**WHAT YOU SHOULD DO:** Render each line of the items below as a row in a Markdown table, with the columns Row and Item Line, and skip any blank lines.

**SUPPLIED INFORMATION:**
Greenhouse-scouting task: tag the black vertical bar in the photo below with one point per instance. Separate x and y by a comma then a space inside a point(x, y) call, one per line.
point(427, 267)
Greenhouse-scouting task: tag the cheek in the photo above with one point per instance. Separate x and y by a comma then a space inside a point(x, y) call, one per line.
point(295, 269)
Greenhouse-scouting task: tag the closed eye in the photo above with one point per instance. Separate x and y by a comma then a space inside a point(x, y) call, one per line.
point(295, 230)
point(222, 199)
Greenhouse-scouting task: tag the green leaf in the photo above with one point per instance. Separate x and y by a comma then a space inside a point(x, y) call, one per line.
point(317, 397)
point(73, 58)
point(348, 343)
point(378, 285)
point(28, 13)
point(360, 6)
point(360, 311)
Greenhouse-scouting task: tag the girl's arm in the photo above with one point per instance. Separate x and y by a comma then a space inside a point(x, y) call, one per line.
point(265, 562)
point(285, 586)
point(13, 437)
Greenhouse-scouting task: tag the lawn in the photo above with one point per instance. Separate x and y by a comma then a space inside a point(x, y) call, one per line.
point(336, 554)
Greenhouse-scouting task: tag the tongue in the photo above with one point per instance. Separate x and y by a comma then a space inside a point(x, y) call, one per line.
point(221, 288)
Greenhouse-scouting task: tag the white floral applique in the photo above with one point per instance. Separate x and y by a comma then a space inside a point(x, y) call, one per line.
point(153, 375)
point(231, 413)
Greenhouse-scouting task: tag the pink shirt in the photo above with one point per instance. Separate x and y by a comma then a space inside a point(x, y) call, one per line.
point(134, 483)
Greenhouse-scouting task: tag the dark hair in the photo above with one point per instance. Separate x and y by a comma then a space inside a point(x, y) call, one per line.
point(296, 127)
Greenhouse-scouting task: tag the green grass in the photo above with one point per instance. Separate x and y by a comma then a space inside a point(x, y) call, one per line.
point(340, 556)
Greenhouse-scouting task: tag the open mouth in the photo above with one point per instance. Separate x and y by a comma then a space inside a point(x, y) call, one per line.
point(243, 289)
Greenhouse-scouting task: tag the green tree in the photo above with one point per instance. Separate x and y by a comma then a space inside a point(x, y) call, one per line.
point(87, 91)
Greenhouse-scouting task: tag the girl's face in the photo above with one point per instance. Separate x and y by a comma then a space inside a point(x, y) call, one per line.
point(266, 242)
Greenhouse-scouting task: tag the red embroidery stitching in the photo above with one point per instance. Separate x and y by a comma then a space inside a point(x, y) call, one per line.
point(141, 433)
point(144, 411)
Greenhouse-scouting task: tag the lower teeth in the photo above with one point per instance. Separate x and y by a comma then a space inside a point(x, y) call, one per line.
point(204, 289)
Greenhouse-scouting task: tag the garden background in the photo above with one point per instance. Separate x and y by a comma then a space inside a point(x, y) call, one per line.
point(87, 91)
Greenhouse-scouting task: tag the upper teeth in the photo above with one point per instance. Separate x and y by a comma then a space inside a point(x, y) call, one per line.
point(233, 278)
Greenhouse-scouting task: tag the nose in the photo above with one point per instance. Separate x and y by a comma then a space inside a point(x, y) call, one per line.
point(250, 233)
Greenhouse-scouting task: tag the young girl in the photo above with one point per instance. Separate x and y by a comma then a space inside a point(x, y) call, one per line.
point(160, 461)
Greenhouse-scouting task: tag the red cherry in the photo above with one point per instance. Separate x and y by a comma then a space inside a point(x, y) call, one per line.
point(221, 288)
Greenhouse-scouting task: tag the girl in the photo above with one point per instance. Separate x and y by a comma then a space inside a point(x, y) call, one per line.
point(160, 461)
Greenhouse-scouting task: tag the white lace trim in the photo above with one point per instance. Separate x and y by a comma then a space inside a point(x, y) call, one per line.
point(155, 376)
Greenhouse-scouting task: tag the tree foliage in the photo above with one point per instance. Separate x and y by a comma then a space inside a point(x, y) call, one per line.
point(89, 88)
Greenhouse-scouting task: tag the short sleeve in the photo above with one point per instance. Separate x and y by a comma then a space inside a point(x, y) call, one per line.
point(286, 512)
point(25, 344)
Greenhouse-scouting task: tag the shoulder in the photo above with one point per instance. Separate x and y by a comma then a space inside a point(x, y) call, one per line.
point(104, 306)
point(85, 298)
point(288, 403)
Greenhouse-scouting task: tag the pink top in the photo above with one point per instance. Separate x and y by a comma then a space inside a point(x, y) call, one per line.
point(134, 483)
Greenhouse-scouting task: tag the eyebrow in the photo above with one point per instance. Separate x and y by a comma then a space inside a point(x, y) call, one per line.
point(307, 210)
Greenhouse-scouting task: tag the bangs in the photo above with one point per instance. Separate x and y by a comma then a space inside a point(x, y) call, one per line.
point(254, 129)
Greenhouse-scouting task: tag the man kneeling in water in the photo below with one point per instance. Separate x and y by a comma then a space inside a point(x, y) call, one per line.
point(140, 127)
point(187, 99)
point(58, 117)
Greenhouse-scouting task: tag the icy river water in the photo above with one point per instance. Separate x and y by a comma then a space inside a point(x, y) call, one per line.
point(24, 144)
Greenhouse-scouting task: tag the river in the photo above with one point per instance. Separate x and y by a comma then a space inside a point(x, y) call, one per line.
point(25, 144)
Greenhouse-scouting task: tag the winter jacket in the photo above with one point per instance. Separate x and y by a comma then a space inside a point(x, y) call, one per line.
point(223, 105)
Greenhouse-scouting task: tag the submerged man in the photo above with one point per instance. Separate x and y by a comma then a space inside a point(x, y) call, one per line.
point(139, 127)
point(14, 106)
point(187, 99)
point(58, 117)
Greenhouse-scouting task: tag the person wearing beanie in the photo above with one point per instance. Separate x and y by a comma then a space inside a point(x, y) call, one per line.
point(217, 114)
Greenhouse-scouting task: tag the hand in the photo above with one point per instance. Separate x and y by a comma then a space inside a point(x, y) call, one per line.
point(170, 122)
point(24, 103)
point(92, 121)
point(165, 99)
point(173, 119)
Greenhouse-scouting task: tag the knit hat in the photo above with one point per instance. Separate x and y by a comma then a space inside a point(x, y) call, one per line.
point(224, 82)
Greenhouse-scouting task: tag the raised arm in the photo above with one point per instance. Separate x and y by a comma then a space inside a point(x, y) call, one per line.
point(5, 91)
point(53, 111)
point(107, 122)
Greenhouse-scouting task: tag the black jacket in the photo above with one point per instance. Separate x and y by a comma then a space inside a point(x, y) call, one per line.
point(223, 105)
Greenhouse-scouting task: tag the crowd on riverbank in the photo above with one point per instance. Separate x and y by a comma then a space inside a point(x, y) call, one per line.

**IN RESPONSE:**
| Row | Item Line |
|---|---|
| 1 | Greenhouse-scouting task: tag the black vertical bar in the photo below with one point per instance. Separate x and y by a comma then a space inside a point(x, y) call, one per line. |
| 2 | point(427, 267) |
| 3 | Greenhouse-scouting task: tag the cheek in the photo above with one point per instance. Separate x and y by a comma then a space inside a point(x, y) call, one per line. |
| 4 | point(295, 269) |
| 5 | Greenhouse-scouting task: tag the closed eye in the photo above with one point per instance. Separate x and y by a comma then a space inside a point(x, y) call, one per line. |
| 6 | point(295, 230) |
| 7 | point(222, 199) |
| 8 | Greenhouse-scouting task: tag the green leaf in the photo above with one point per instance. Separate x and y by a comma then a space inside a point(x, y) call, one per line. |
| 9 | point(317, 397) |
| 10 | point(73, 58) |
| 11 | point(348, 343) |
| 12 | point(378, 285) |
| 13 | point(28, 13) |
| 14 | point(360, 6) |
| 15 | point(360, 311) |
| 16 | Greenhouse-scouting task: tag the girl's arm in the photo above with one point per instance. Separate x and y by a comma then a space inside a point(x, y) call, one per line. |
| 17 | point(265, 562) |
| 18 | point(285, 586) |
| 19 | point(13, 437) |
| 20 | Greenhouse-scouting task: tag the lawn in the photo above with one point per instance. Separate x and y by a comma then a space inside a point(x, y) call, one per line. |
| 21 | point(336, 554) |
| 22 | Greenhouse-scouting task: tag the tongue in the photo above with one point per instance. Separate x and y by a comma then a space inside a point(x, y) call, one per line. |
| 23 | point(221, 288) |
| 24 | Greenhouse-scouting task: tag the white floral applique in the photo above with one point per instance. Separate x and y by a comma then a space inside a point(x, y) call, one per line. |
| 25 | point(153, 375) |
| 26 | point(231, 413) |
| 27 | Greenhouse-scouting task: tag the pink shirt in the photo above with one point per instance. Separate x and y by a comma then a space inside a point(x, y) call, one per line. |
| 28 | point(134, 483) |
| 29 | Greenhouse-scouting task: tag the dark hair in the photo above with one point per instance. Separate x and y by a comma then a space inside a point(x, y) call, one per line. |
| 30 | point(296, 127) |
| 31 | Greenhouse-scouting task: tag the green grass in the photo above with one point per instance. Separate x and y by a comma then a space inside a point(x, y) call, one per line. |
| 32 | point(340, 556) |
| 33 | Greenhouse-scouting task: tag the open mouth in the photo above with one point per instance. Separate x and y by a comma then a space inside a point(x, y) call, one per line. |
| 34 | point(243, 289) |
| 35 | Greenhouse-scouting task: tag the green tree in the photo above with one point per instance. Separate x and y by a comma then a space inside a point(x, y) call, one per line. |
| 36 | point(87, 91) |
| 37 | Greenhouse-scouting task: tag the girl's face in the photo above with one point per instance. Separate x and y by a comma then a space inside a point(x, y) call, one per line. |
| 38 | point(266, 242) |
| 39 | Greenhouse-scouting task: tag the red embroidery stitching in the photo above with one point per instance. Separate x and y by a comma then a space inside a point(x, y) call, one per line. |
| 40 | point(141, 433) |
| 41 | point(144, 411) |
| 42 | Greenhouse-scouting task: tag the lower teeth in the photo above with one point per instance. Separate x and y by a comma then a space inside a point(x, y) call, one per line. |
| 43 | point(204, 289) |
| 44 | Greenhouse-scouting task: tag the garden background in the photo above with one point per instance. Separate x and y by a comma then a space inside a point(x, y) call, one per line. |
| 45 | point(87, 91) |
| 46 | Greenhouse-scouting task: tag the upper teeth in the photo above with one point per instance. Separate x and y by a comma then a space inside a point(x, y) call, one per line. |
| 47 | point(233, 278) |
| 48 | Greenhouse-scouting task: tag the nose in the photo above with one point per instance. Separate x and y by a comma then a space inside a point(x, y) call, one per line. |
| 49 | point(250, 233) |
| 50 | Greenhouse-scouting task: tag the young girl in the photo above with one point per instance. Separate x and y by a comma then a space inside a point(x, y) call, one per line. |
| 51 | point(160, 461) |
| 52 | Greenhouse-scouting task: tag the red cherry in the photo above with one point per instance. Separate x and y by a comma then a space inside a point(x, y) call, one per line. |
| 53 | point(221, 288) |
| 54 | Greenhouse-scouting task: tag the girl in the photo above with one point per instance. Separate x and y by a comma then a space inside a point(x, y) call, one per line. |
| 55 | point(160, 461) |
| 56 | Greenhouse-scouting task: tag the white lace trim in the photo above with one point per instance. Separate x and y by a comma then a space inside a point(x, y) call, one per line. |
| 57 | point(155, 376) |
| 58 | Greenhouse-scouting task: tag the tree foliage in the photo above with one point per instance. Separate x and y by a comma then a space inside a point(x, y) call, one per line. |
| 59 | point(89, 88) |
| 60 | Greenhouse-scouting task: tag the short sleeve in the photo above with one point per instance. Separate x and y by a comma then a space inside a point(x, y) call, one per line. |
| 61 | point(286, 512) |
| 62 | point(25, 344) |
| 63 | Greenhouse-scouting task: tag the shoulder in the photo above with one point per instance. Separate x and y by a comma then a space inside a point(x, y) call, one per line. |
| 64 | point(104, 306) |
| 65 | point(85, 298) |
| 66 | point(288, 403) |
| 67 | Greenhouse-scouting task: tag the pink top in the photo above with one point per instance. Separate x and y by a comma then a space inside a point(x, y) call, one per line. |
| 68 | point(134, 483) |
| 69 | Greenhouse-scouting task: tag the eyebrow in the photo above with one point per instance. Separate x and y by a comma then a space inside a point(x, y) call, one per line. |
| 70 | point(307, 210) |
| 71 | Greenhouse-scouting task: tag the bangs in the photo above with one point per instance. Separate x and y by a comma then a space inside a point(x, y) call, one per line. |
| 72 | point(254, 129) |
| 73 | Greenhouse-scouting task: tag the man kneeling in water in the photo below with one point per instance. Separate x and y by a comma then a space inside a point(x, y) call, one per line. |
| 74 | point(140, 127) |
| 75 | point(187, 99) |
| 76 | point(58, 117) |
| 77 | Greenhouse-scouting task: tag the icy river water in the photo above with one point per instance. Separate x and y by a comma then a space inside a point(x, y) call, one per line. |
| 78 | point(24, 144) |
| 79 | Greenhouse-scouting task: tag the river in the photo above with one point per instance. Separate x and y by a comma then a space inside a point(x, y) call, one per line. |
| 80 | point(25, 144) |
| 81 | Greenhouse-scouting task: tag the winter jacket in the photo above with one point per instance. Separate x and y by a comma then a space inside a point(x, y) call, one per line. |
| 82 | point(223, 105) |
| 83 | Greenhouse-scouting task: tag the submerged man in the photo above with one point per instance. Separate x and y by a comma then a space inside a point(x, y) call, one per line. |
| 84 | point(139, 127) |
| 85 | point(14, 106) |
| 86 | point(187, 99) |
| 87 | point(58, 117) |
| 88 | Greenhouse-scouting task: tag the person wearing beanie in the photo above with one point per instance. Separate x and y by a comma then a space inside a point(x, y) call, one per line. |
| 89 | point(217, 114) |
| 90 | Greenhouse-scouting task: tag the hand in the photo above with one point per instance. Separate x and y by a comma then a space inside a point(x, y) call, one per line. |
| 91 | point(170, 122) |
| 92 | point(24, 103) |
| 93 | point(92, 121) |
| 94 | point(165, 99) |
| 95 | point(173, 119) |
| 96 | Greenhouse-scouting task: tag the knit hat in the photo above with one point per instance. Separate x and y by a comma then a space inside a point(x, y) call, one per line. |
| 97 | point(224, 82) |
| 98 | Greenhouse-scouting task: tag the raised arm in the photo above with one point per instance. Separate x and y by a comma then a space inside a point(x, y) call, one per line. |
| 99 | point(5, 91) |
| 100 | point(53, 111) |
| 101 | point(107, 122) |
| 102 | Greenhouse-scouting task: tag the black jacket in the photo above with one point per instance. Separate x and y by a comma then a space inside a point(x, y) call, one per line. |
| 103 | point(223, 105) |
| 104 | Greenhouse-scouting task: tag the crowd on riverbank in the photo above with one point per instance. Separate x and y by a comma then a space inside a point(x, y) call, one per line. |